> **EXERCISE BRIEF**: Copy the lines below verbatim, but only from the line containing "system, locate license" through the end of the data.

> **DATA IN THIS EXERCISE**:
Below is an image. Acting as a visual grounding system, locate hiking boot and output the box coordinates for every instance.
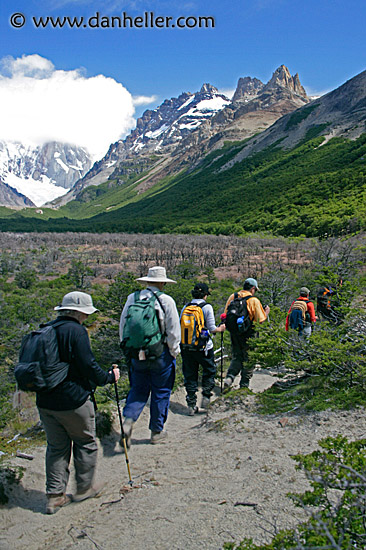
[187,406,198,416]
[223,376,233,390]
[201,396,210,410]
[46,493,71,515]
[121,417,134,449]
[150,430,168,444]
[72,481,105,503]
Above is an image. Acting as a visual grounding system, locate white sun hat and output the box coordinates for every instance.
[54,291,98,315]
[136,266,177,284]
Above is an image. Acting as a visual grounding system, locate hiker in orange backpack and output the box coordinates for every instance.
[286,287,317,339]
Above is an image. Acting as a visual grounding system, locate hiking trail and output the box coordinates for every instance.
[1,370,365,550]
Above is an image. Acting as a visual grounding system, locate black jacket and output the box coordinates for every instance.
[36,316,114,411]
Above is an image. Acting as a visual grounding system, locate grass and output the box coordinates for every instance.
[255,376,366,415]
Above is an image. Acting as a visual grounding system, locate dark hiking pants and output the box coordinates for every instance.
[181,348,216,408]
[227,333,254,388]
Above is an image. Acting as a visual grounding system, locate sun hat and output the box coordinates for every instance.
[54,291,98,315]
[245,277,260,291]
[136,266,177,284]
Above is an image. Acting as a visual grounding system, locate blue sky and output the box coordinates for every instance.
[0,0,365,158]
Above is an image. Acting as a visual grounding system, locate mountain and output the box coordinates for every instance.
[0,141,92,207]
[56,65,309,204]
[55,84,231,204]
[218,68,366,169]
[0,180,34,208]
[2,68,365,239]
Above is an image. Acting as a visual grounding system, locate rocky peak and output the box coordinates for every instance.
[263,65,307,98]
[232,76,264,103]
[200,83,219,94]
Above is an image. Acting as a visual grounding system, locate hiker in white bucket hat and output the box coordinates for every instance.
[136,266,177,284]
[37,290,120,514]
[54,291,99,315]
[119,266,180,446]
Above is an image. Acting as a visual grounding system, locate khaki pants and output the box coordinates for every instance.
[38,399,97,495]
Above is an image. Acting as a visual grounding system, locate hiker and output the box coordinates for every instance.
[119,266,180,446]
[223,278,270,390]
[286,287,317,338]
[36,291,120,515]
[180,282,225,415]
[316,285,342,324]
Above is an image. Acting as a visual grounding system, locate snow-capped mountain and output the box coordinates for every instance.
[0,141,92,207]
[63,67,309,203]
[69,84,230,192]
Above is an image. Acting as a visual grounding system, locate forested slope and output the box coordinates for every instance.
[1,133,365,238]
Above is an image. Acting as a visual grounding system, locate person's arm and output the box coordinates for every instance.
[249,298,268,324]
[119,293,134,341]
[308,301,317,323]
[203,304,225,333]
[72,326,117,386]
[163,296,181,358]
[285,302,293,331]
[224,293,235,315]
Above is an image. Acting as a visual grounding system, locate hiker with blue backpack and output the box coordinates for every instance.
[180,282,225,415]
[285,287,317,338]
[223,278,270,390]
[119,266,180,446]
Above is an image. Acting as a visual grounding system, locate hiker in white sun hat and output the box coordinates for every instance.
[119,266,180,446]
[135,265,177,284]
[37,290,120,514]
[54,291,99,315]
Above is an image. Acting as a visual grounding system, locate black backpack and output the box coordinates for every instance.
[14,321,69,392]
[225,293,254,336]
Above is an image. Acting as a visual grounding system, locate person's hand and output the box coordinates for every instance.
[111,364,120,382]
[264,305,270,316]
[215,324,225,333]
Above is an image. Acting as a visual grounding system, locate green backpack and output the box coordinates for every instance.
[121,290,165,360]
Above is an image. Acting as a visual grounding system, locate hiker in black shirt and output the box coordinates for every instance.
[37,291,120,514]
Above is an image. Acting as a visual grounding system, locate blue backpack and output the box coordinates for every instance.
[289,299,310,331]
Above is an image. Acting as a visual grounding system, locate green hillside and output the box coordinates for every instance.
[1,133,366,237]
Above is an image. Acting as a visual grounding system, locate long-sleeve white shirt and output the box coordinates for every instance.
[119,286,181,358]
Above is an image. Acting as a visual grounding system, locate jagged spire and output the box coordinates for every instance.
[264,65,307,98]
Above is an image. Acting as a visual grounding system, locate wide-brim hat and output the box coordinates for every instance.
[136,266,177,284]
[54,291,98,315]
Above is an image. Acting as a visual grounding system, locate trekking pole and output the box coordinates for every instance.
[220,332,224,393]
[113,379,133,486]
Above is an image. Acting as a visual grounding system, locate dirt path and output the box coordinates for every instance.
[1,372,366,550]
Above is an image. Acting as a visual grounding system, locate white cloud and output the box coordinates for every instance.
[133,94,158,106]
[218,88,235,99]
[304,86,329,99]
[0,54,136,161]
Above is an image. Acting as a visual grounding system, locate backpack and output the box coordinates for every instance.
[288,299,310,330]
[180,301,209,351]
[121,290,165,360]
[317,288,331,313]
[225,293,254,336]
[14,321,69,392]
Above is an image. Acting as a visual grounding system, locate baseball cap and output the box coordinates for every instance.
[245,278,260,291]
[193,282,211,295]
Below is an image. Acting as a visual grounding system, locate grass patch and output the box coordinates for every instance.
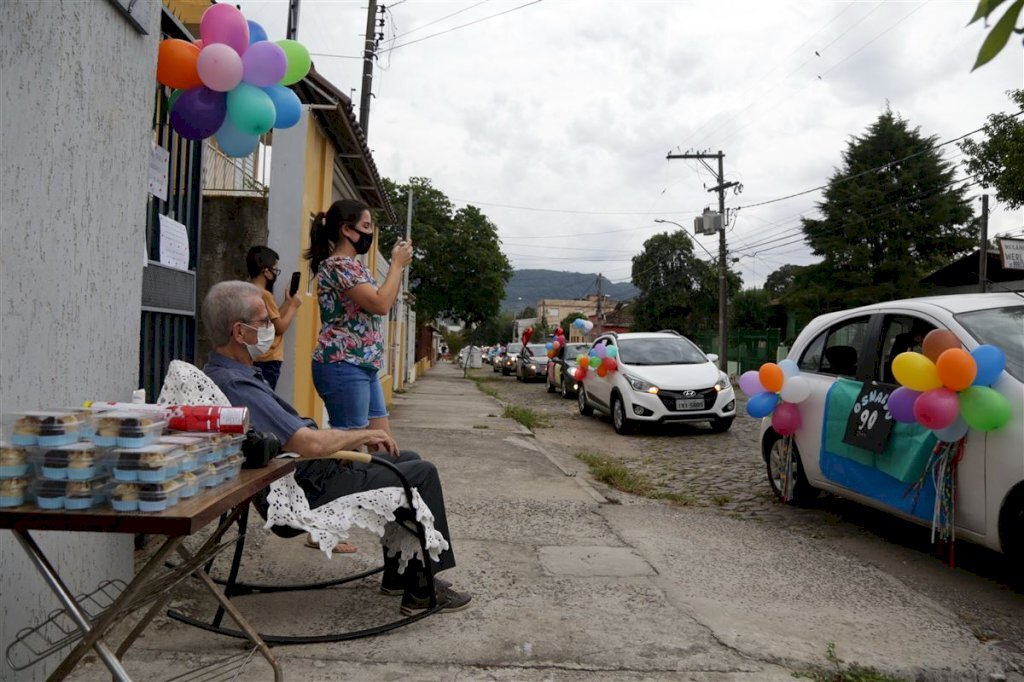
[797,643,908,682]
[576,452,652,496]
[651,491,697,506]
[472,424,489,429]
[468,374,502,399]
[502,405,549,430]
[712,494,731,506]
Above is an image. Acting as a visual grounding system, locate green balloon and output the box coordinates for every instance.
[958,386,1011,431]
[168,89,183,113]
[227,83,276,136]
[276,39,311,86]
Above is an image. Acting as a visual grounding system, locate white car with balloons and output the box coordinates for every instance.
[741,293,1022,565]
[576,331,737,434]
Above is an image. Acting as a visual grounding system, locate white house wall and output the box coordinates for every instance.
[0,1,160,678]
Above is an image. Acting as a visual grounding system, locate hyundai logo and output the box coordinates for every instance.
[683,390,697,397]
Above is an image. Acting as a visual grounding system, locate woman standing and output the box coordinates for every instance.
[304,199,413,436]
[245,245,302,391]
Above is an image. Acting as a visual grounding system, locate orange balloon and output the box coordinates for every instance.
[759,363,784,393]
[596,365,608,378]
[935,348,977,391]
[157,39,202,90]
[922,329,960,363]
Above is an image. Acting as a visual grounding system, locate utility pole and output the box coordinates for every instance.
[595,274,603,335]
[286,0,301,39]
[397,187,413,385]
[665,150,739,374]
[359,0,379,138]
[979,194,989,293]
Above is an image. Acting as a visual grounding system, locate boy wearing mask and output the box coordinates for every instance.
[246,245,302,390]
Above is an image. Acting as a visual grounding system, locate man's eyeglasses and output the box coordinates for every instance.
[242,318,273,330]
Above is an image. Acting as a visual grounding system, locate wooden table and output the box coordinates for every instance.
[1,459,295,682]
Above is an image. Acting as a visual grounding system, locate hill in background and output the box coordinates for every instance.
[501,269,638,313]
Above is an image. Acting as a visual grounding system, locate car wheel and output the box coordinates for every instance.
[999,486,1024,569]
[611,394,637,435]
[560,376,571,399]
[709,417,734,433]
[764,432,817,505]
[577,384,594,417]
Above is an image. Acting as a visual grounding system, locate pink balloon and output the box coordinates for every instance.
[242,41,287,87]
[197,44,243,92]
[200,3,250,57]
[913,387,959,431]
[771,402,802,436]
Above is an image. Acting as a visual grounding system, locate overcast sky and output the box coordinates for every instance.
[242,0,1023,289]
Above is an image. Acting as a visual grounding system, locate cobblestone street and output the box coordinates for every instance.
[465,365,1024,672]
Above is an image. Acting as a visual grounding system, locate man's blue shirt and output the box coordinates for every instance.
[204,352,306,446]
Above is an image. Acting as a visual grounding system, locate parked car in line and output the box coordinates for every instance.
[547,343,593,398]
[759,293,1023,562]
[515,344,550,382]
[577,331,736,434]
[484,347,500,365]
[500,342,523,376]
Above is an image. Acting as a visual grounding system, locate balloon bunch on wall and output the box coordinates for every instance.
[889,330,1010,443]
[156,4,311,157]
[738,360,811,436]
[574,342,618,380]
[545,332,567,359]
[572,318,595,334]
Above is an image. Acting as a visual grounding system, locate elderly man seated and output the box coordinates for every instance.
[200,280,470,615]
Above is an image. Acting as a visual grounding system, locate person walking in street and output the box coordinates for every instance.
[245,245,301,391]
[304,199,413,438]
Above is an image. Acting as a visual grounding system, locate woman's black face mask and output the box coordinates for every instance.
[348,229,374,255]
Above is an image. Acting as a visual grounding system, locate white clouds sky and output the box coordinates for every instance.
[242,0,1023,287]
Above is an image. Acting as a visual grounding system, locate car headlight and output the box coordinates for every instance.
[530,364,537,371]
[714,371,730,392]
[626,374,659,394]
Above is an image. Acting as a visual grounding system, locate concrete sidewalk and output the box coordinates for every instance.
[71,363,1010,681]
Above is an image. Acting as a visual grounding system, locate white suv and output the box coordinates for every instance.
[577,331,736,434]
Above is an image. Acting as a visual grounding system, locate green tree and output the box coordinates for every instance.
[968,0,1024,70]
[763,264,807,302]
[731,289,774,330]
[382,178,513,327]
[800,109,975,309]
[518,306,537,319]
[959,89,1024,209]
[630,230,739,333]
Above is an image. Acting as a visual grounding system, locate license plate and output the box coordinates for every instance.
[675,398,704,411]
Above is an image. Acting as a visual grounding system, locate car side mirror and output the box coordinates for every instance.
[706,353,719,363]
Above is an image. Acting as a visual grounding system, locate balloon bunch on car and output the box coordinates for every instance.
[571,318,595,334]
[545,331,567,359]
[738,360,811,436]
[573,342,618,381]
[155,4,311,157]
[889,330,1010,442]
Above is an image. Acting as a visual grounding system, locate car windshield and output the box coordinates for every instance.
[565,344,591,360]
[525,344,547,356]
[506,343,523,354]
[954,305,1024,381]
[617,337,708,366]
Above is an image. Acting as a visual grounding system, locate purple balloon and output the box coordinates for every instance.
[887,386,920,424]
[170,86,226,140]
[242,41,287,87]
[738,370,766,397]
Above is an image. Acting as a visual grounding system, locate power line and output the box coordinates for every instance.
[456,198,701,217]
[379,0,543,54]
[398,0,495,37]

> **TASK OUTPUT**:
Above is an image. Acting as a visual grounding system, locate license plate and output the box coordinates for every instance.
[675,398,704,411]
Above is an image. Acting as a visual grounding system, locate car side mirror and output the box coordinates for every instance.
[706,353,719,363]
Above is an image. Acting as a visual grounding system, locate balloon bunch on car and output the box coordinates for every instance.
[571,318,595,334]
[545,331,567,359]
[738,360,811,436]
[573,342,618,381]
[155,4,311,157]
[889,330,1010,442]
Above is an image. Acting as a visual grounding system, locate car windshield and output the box coordinates for every instance.
[565,344,591,360]
[525,344,547,356]
[506,343,523,354]
[954,305,1024,381]
[617,337,708,366]
Above is an image. Acting as a visual grounding system, locate purple balloon and output the box coordinates for every instance.
[887,386,920,424]
[170,86,226,140]
[242,41,287,87]
[738,370,766,397]
Above is an image. Acting as a visual grounding system, locate power line and output the box coordinates for every instance.
[456,198,701,217]
[379,0,543,54]
[398,0,495,37]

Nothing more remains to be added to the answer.